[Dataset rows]
-- START --

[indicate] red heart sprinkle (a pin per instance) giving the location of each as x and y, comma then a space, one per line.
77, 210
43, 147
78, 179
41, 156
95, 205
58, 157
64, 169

-- END --

- _WORK REQUIRED_: Copy every row above verbatim, keeping each line unchanged.

- _TASK OUTPUT_:
[indicate] red heart sprinkle (a pin per instance) giving the location of each as x and y, comma then a space, one per line.
77, 210
43, 147
78, 179
41, 156
95, 205
58, 157
64, 169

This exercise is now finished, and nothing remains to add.